A
recent decision of Palmer J the New South Wales Supreme Court
in Lewis & Anor v. Doran & Ors [2004] NSW SC608 considered
whether the definition of insolvency which now appears in Section
95A of the Corporations Act has changed the pre-existing law
arising out of cases such as Sandell v Porter (1966) 115
CLR 666. Section 95A is as follows:
95A(1) A person is solvent if, and only if, the person is
able to pay all the person's debts, as and when they fall due
and payable.
95A(2) A person who is not solvent is insolvent.
The case concerned a proceeding brought by the liquidator
of Doran Constructions Pty Ltd (In Liquidation) against various
entities, including the directors, for breaching fiduciary
and statutory duties to the company and entering into an uncommercial
transaction under Section 588FA of the Corporations Act. The
Court was asked to consider whether the company was insolvent
at the time the directors entered into the transaction in question
or whether the transaction caused the company to become insolvent.

» Exercise instructions:
[a] From the case note, list each claim the liquidator made against the entities in the proceeding.
[b] Duplicate the part of the case note that begins at the words "The case concerned" and stops after "to become insolvent.".

» Material:
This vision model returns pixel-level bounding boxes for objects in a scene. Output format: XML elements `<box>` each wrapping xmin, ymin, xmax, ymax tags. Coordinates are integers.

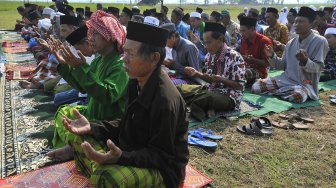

» Answers per task:
[a]
- Breaching fiduciary duties to the company
- Breaching statutory duties to the company
- Entering into an uncommercial transaction under Section 588FA of the Corporations Act

[b]
The case concerned a proceeding brought by the liquidator
of Doran Constructions Pty Ltd (In Liquidation) against various
entities, including the directors, for breaching fiduciary
and statutory duties to the company and entering into an uncommercial
transaction under Section 588FA of the Corporations Act. The
Court was asked to consider whether the company was insolvent
at the time the directors entered into the transaction in question
or whether the transaction caused the company to become insolvent.